= BARIS MASUKAN =
☆ ☆ ☆ ☆
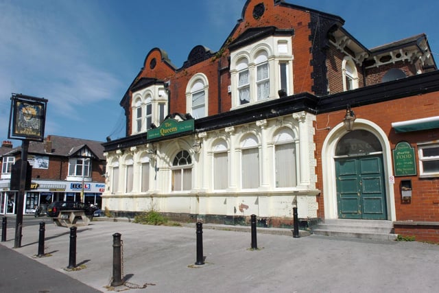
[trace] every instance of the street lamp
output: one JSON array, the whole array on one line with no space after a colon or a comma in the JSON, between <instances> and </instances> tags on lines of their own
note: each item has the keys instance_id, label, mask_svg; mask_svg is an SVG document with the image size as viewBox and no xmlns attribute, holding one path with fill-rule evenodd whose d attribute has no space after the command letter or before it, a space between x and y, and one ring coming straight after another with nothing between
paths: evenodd
<instances>
[{"instance_id":1,"label":"street lamp","mask_svg":"<svg viewBox=\"0 0 439 293\"><path fill-rule=\"evenodd\" d=\"M353 129L354 121L356 118L357 117L355 116L355 113L354 113L354 111L351 110L351 106L348 105L348 108L346 109L346 115L343 119L343 123L344 124L344 127L347 131L351 131Z\"/></svg>"}]
</instances>

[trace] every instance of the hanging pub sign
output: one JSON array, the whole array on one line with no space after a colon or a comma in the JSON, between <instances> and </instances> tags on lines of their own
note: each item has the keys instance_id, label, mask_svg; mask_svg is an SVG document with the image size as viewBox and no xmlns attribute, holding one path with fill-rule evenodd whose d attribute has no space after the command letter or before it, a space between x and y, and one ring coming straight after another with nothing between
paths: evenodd
<instances>
[{"instance_id":1,"label":"hanging pub sign","mask_svg":"<svg viewBox=\"0 0 439 293\"><path fill-rule=\"evenodd\" d=\"M414 148L412 148L409 143L399 142L392 152L395 176L416 175Z\"/></svg>"},{"instance_id":2,"label":"hanging pub sign","mask_svg":"<svg viewBox=\"0 0 439 293\"><path fill-rule=\"evenodd\" d=\"M47 100L13 93L11 101L8 138L43 141Z\"/></svg>"},{"instance_id":3,"label":"hanging pub sign","mask_svg":"<svg viewBox=\"0 0 439 293\"><path fill-rule=\"evenodd\" d=\"M193 119L178 121L174 118L168 118L163 120L160 126L148 130L147 141L157 140L165 137L174 137L176 134L192 132L193 129Z\"/></svg>"}]
</instances>

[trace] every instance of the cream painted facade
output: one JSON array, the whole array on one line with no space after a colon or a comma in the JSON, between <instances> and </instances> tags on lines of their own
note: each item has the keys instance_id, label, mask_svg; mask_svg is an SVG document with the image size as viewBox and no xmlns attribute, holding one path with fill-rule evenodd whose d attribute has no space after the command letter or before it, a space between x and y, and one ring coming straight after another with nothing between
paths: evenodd
<instances>
[{"instance_id":1,"label":"cream painted facade","mask_svg":"<svg viewBox=\"0 0 439 293\"><path fill-rule=\"evenodd\" d=\"M315 119L315 115L302 111L106 152L108 187L102 196L102 207L134 213L154 209L197 218L255 214L259 218L292 218L293 207L297 206L300 218L316 218L320 191L316 189ZM241 172L242 152L254 141L259 184L257 188L246 189ZM292 143L295 150L295 165L291 166L296 171L294 187L276 187L275 150L282 143ZM195 144L200 145L198 152L194 150ZM172 191L173 160L181 150L191 156L188 165L191 187ZM215 174L216 152L226 152L228 174ZM144 191L143 164L149 169L149 188ZM215 176L227 177L225 189L215 189Z\"/></svg>"}]
</instances>

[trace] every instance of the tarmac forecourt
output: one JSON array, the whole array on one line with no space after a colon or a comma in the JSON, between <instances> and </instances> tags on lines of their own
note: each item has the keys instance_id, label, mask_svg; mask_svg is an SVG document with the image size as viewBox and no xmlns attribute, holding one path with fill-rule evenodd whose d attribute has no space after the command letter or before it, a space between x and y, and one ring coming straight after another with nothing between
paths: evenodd
<instances>
[{"instance_id":1,"label":"tarmac forecourt","mask_svg":"<svg viewBox=\"0 0 439 293\"><path fill-rule=\"evenodd\" d=\"M43 257L36 257L38 226L23 226L21 248L13 248L12 227L0 244L104 292L436 292L439 288L438 245L317 235L295 238L290 230L275 235L258 228L258 249L250 249L250 233L206 224L210 228L202 231L204 264L198 266L195 224L114 221L93 220L78 227L74 269L67 268L68 228L45 224ZM112 287L115 233L121 234L123 283ZM11 261L8 266L20 273L18 263ZM66 288L60 292L78 291Z\"/></svg>"}]
</instances>

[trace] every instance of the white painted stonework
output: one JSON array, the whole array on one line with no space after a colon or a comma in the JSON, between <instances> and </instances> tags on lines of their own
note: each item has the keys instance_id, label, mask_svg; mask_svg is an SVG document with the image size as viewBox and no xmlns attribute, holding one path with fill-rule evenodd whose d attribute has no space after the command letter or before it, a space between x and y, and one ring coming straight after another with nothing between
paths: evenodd
<instances>
[{"instance_id":1,"label":"white painted stonework","mask_svg":"<svg viewBox=\"0 0 439 293\"><path fill-rule=\"evenodd\" d=\"M301 112L106 153L108 188L102 196L102 207L117 211L154 209L202 215L292 218L293 207L297 206L299 218L317 218L320 191L316 189L314 120L313 115ZM276 140L283 137L292 137L290 143L295 147L296 165L291 167L296 170L296 184L276 187L275 148ZM198 153L193 148L195 141L201 145ZM246 143L257 144L259 185L256 188L242 187L241 164ZM191 159L191 188L172 191L173 160L182 150ZM215 152L226 152L228 174L214 174ZM149 189L142 192L142 164L147 163ZM225 189L215 189L215 176L227 176ZM129 180L132 180L132 189L128 191Z\"/></svg>"}]
</instances>

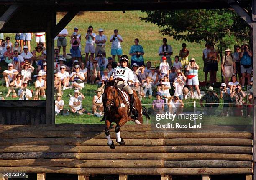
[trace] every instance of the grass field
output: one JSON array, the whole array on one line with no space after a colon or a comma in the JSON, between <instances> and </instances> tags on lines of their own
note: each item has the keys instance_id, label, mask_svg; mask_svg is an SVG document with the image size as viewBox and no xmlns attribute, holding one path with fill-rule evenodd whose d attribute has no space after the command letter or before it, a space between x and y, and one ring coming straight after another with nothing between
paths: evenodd
<instances>
[{"instance_id":1,"label":"grass field","mask_svg":"<svg viewBox=\"0 0 256 180\"><path fill-rule=\"evenodd\" d=\"M94 32L96 34L97 34L97 30L99 28L103 28L105 30L105 34L108 37L106 53L107 56L109 56L110 55L111 48L109 38L113 34L113 30L118 29L119 34L122 36L123 39L122 47L124 54L128 54L131 46L134 45L134 39L138 38L140 40L139 44L142 45L145 51L143 57L145 62L148 61L151 61L153 65L156 66L159 65L160 62L158 51L159 47L162 45L162 40L163 38L167 38L168 44L172 47L173 55L172 56L172 60L173 60L174 56L179 55L179 50L182 48L182 44L185 42L187 44L188 49L190 50L189 58L194 57L195 58L197 63L200 68L199 71L199 80L200 81L203 80L204 75L202 70L203 64L202 56L202 50L205 48L204 44L199 45L188 43L184 41L178 41L174 40L172 37L163 36L159 33L159 29L157 26L151 23L146 23L140 20L140 17L144 17L146 15L146 13L140 11L126 11L125 13L123 13L121 11L85 12L82 15L76 16L67 25L66 28L69 32L67 42L69 42L70 36L73 32L74 27L77 26L79 28L79 33L82 35L82 54L84 54L85 45L85 35L88 27L90 25L92 25L94 28ZM57 15L58 20L60 20L63 16L64 15L61 14ZM5 38L7 36L10 36L11 38L11 42L13 43L15 35L14 34L5 34ZM56 42L55 42L56 45ZM33 50L36 47L34 38L32 40L31 44L31 50ZM70 47L70 45L68 43L67 48L68 53L69 52ZM62 53L62 50L61 52ZM84 59L84 56L83 58ZM2 66L3 71L6 68L6 66ZM220 65L219 69L220 69ZM217 77L218 81L220 82L221 80L220 71L218 71ZM87 84L85 85L85 88L81 91L86 96L85 100L83 101L83 104L92 104L92 99L95 95L94 91L97 89L97 88L95 85ZM203 90L205 87L200 88ZM69 99L68 95L69 94L72 95L73 90L72 89L68 89L64 91L62 99L64 100L65 105L68 104ZM7 92L7 90L5 87L0 87L0 92ZM3 93L2 96L4 96L6 94L4 94ZM7 99L13 99L8 98ZM185 102L191 102L193 101L190 100L184 101ZM151 103L152 102L152 100L148 99L144 99L142 101L143 103ZM187 106L192 107L192 105L191 104ZM197 106L199 105L197 105ZM90 107L88 108L90 109ZM90 111L90 112L91 112ZM223 117L218 118L218 120L220 121L220 122L223 119L225 119ZM97 123L100 123L99 120L99 118L87 114L80 116L58 116L56 117L56 122Z\"/></svg>"}]
</instances>

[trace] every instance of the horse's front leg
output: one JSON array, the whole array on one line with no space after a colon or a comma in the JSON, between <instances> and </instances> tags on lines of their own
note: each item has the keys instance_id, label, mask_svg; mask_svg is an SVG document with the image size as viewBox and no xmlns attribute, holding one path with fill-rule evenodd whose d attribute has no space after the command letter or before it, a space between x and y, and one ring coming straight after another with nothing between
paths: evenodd
<instances>
[{"instance_id":1,"label":"horse's front leg","mask_svg":"<svg viewBox=\"0 0 256 180\"><path fill-rule=\"evenodd\" d=\"M124 116L121 118L119 122L118 123L115 128L115 135L116 136L116 142L118 142L120 145L125 145L125 142L121 138L120 136L120 128L122 126L124 125L127 122L128 117Z\"/></svg>"},{"instance_id":2,"label":"horse's front leg","mask_svg":"<svg viewBox=\"0 0 256 180\"><path fill-rule=\"evenodd\" d=\"M109 132L109 127L111 123L108 120L106 120L105 122L106 127L105 128L105 132L106 135L106 138L107 138L107 140L108 140L107 144L111 149L115 149L115 145L114 144L114 142L111 140Z\"/></svg>"}]
</instances>

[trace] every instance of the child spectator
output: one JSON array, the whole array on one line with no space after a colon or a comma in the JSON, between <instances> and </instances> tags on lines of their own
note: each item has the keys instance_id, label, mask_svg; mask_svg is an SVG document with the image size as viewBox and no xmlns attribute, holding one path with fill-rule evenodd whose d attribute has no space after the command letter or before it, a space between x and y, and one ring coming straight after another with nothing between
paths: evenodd
<instances>
[{"instance_id":1,"label":"child spectator","mask_svg":"<svg viewBox=\"0 0 256 180\"><path fill-rule=\"evenodd\" d=\"M183 99L183 93L182 90L184 87L184 82L179 77L173 82L173 86L175 88L174 94L179 95L179 98L181 100Z\"/></svg>"},{"instance_id":2,"label":"child spectator","mask_svg":"<svg viewBox=\"0 0 256 180\"><path fill-rule=\"evenodd\" d=\"M167 75L169 77L169 70L170 67L169 64L166 62L167 59L166 57L164 56L163 58L163 62L161 62L160 64L159 69L162 76Z\"/></svg>"},{"instance_id":3,"label":"child spectator","mask_svg":"<svg viewBox=\"0 0 256 180\"><path fill-rule=\"evenodd\" d=\"M151 78L150 77L146 78L145 82L142 83L142 88L144 88L144 93L145 95L147 95L147 92L148 91L148 98L152 98L152 82L151 82Z\"/></svg>"},{"instance_id":4,"label":"child spectator","mask_svg":"<svg viewBox=\"0 0 256 180\"><path fill-rule=\"evenodd\" d=\"M174 59L174 62L173 63L173 67L174 67L176 69L182 69L182 65L181 64L181 62L179 62L179 58L178 56L176 56Z\"/></svg>"}]
</instances>

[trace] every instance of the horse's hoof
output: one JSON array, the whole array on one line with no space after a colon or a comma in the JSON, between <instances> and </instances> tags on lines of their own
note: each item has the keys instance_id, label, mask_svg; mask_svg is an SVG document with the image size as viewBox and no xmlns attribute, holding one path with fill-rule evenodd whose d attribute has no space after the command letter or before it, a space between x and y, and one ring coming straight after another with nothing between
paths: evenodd
<instances>
[{"instance_id":1,"label":"horse's hoof","mask_svg":"<svg viewBox=\"0 0 256 180\"><path fill-rule=\"evenodd\" d=\"M113 141L112 141L112 144L111 145L110 145L108 143L107 143L107 144L108 146L109 146L110 149L114 149L115 148L115 144L114 144L114 142Z\"/></svg>"},{"instance_id":2,"label":"horse's hoof","mask_svg":"<svg viewBox=\"0 0 256 180\"><path fill-rule=\"evenodd\" d=\"M121 138L121 140L122 140L120 141L120 142L118 142L117 141L117 142L118 142L118 144L119 144L120 145L125 145L125 142L123 140L123 138Z\"/></svg>"}]
</instances>

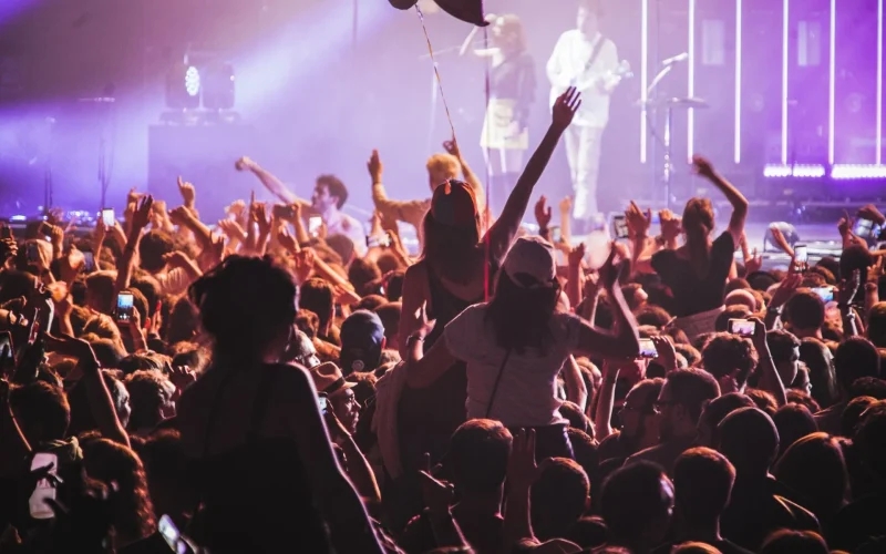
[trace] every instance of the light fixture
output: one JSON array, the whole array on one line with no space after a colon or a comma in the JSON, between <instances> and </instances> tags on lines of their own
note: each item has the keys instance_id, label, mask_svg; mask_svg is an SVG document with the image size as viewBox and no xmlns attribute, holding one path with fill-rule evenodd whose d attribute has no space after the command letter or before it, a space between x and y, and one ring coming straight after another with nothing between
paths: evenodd
<instances>
[{"instance_id":1,"label":"light fixture","mask_svg":"<svg viewBox=\"0 0 886 554\"><path fill-rule=\"evenodd\" d=\"M200 89L199 70L189 63L176 63L166 74L166 106L173 110L199 107Z\"/></svg>"}]
</instances>

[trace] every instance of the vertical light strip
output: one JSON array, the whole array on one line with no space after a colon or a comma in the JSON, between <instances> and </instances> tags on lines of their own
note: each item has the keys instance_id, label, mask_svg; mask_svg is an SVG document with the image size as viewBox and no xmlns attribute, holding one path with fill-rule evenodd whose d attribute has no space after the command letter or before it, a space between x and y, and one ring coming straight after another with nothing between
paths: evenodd
<instances>
[{"instance_id":1,"label":"vertical light strip","mask_svg":"<svg viewBox=\"0 0 886 554\"><path fill-rule=\"evenodd\" d=\"M783 0L782 17L782 165L787 164L787 29L791 0Z\"/></svg>"},{"instance_id":2,"label":"vertical light strip","mask_svg":"<svg viewBox=\"0 0 886 554\"><path fill-rule=\"evenodd\" d=\"M876 163L883 163L883 0L877 0L877 137Z\"/></svg>"},{"instance_id":3,"label":"vertical light strip","mask_svg":"<svg viewBox=\"0 0 886 554\"><path fill-rule=\"evenodd\" d=\"M827 74L827 163L834 165L835 81L837 69L837 0L831 0L831 66Z\"/></svg>"},{"instance_id":4,"label":"vertical light strip","mask_svg":"<svg viewBox=\"0 0 886 554\"><path fill-rule=\"evenodd\" d=\"M883 1L883 0L880 0ZM646 90L649 86L649 0L640 0L640 163L646 163L646 138L647 138L647 101Z\"/></svg>"},{"instance_id":5,"label":"vertical light strip","mask_svg":"<svg viewBox=\"0 0 886 554\"><path fill-rule=\"evenodd\" d=\"M689 98L696 96L696 0L689 0L689 85L687 88ZM687 155L688 163L692 163L692 154L696 153L696 111L691 107L687 111Z\"/></svg>"},{"instance_id":6,"label":"vertical light strip","mask_svg":"<svg viewBox=\"0 0 886 554\"><path fill-rule=\"evenodd\" d=\"M735 0L735 164L741 163L741 1Z\"/></svg>"}]
</instances>

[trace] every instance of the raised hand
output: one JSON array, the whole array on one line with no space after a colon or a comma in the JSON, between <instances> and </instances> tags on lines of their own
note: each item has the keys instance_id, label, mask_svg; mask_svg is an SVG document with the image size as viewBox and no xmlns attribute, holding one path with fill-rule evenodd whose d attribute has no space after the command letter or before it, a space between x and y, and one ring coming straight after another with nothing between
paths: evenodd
☆ ☆ ☆ ☆
= SOAL =
Berikan setiap baris dari item di atas yang memuat kata "fixture", dengan huruf besar dan huruf kecil dibedakan.

= PENYELESAIAN =
[trace] every instance of the light fixture
[{"instance_id":1,"label":"light fixture","mask_svg":"<svg viewBox=\"0 0 886 554\"><path fill-rule=\"evenodd\" d=\"M200 89L199 70L189 63L176 63L166 74L166 106L173 110L199 107Z\"/></svg>"}]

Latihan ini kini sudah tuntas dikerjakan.